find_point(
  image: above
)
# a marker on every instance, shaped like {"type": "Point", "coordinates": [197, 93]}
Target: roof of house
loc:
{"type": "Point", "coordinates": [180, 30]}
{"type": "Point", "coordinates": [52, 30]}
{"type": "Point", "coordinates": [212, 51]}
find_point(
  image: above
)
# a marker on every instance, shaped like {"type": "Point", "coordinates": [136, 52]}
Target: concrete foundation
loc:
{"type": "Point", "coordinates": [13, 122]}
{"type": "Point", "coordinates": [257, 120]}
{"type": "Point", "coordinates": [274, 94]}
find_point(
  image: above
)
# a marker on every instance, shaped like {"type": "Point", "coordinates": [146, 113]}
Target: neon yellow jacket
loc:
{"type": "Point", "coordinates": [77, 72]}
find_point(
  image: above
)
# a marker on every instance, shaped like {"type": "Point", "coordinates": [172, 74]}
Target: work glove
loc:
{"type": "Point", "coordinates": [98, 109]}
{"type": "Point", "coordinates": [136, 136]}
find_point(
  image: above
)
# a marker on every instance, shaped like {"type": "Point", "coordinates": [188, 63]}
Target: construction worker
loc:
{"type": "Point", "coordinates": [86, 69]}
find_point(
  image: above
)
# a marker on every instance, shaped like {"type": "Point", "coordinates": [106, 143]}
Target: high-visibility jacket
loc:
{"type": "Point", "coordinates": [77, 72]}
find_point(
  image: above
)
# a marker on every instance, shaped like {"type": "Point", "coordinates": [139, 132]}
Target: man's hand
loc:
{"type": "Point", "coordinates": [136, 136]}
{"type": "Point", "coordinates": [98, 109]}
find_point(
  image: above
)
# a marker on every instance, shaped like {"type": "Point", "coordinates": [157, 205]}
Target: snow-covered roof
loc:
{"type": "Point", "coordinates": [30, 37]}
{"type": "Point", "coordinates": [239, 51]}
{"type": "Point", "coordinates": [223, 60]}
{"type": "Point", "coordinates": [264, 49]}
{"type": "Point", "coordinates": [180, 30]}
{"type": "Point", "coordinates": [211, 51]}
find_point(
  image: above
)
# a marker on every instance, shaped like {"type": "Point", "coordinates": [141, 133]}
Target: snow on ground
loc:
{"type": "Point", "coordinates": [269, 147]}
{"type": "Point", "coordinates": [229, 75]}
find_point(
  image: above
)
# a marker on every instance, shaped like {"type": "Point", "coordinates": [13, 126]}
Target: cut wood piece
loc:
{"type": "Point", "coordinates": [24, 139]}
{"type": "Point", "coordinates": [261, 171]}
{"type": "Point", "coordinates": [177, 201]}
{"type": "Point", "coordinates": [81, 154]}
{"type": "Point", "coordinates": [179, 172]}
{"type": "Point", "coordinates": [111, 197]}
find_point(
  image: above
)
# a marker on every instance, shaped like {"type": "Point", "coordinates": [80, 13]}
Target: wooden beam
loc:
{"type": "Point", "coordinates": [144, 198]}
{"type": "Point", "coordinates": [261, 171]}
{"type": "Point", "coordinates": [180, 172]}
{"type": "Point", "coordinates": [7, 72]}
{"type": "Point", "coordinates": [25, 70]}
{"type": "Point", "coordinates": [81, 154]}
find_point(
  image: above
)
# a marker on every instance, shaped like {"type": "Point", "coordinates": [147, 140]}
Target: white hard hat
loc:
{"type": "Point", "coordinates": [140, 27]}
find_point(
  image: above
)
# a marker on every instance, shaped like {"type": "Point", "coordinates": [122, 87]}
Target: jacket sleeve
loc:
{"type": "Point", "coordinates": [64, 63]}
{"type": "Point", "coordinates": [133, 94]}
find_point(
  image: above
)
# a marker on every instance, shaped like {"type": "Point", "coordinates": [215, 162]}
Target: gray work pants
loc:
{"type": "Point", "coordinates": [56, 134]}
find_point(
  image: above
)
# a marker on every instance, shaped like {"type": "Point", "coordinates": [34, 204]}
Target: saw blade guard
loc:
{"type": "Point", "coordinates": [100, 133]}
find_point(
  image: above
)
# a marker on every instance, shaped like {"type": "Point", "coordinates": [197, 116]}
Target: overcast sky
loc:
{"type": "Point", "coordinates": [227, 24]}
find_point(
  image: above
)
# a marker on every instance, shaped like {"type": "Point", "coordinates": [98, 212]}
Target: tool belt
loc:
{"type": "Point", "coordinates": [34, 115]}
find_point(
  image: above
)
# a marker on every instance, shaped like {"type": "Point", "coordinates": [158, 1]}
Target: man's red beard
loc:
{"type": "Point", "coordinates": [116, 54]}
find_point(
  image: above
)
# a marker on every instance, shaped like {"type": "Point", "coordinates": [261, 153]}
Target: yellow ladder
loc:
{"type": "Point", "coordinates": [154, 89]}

______________________________

### Short task
Return each line in the entries above that contains the string "roof", treating uppercase and lowercase as different.

### Written response
Target: roof of house
Target: snow-covered roof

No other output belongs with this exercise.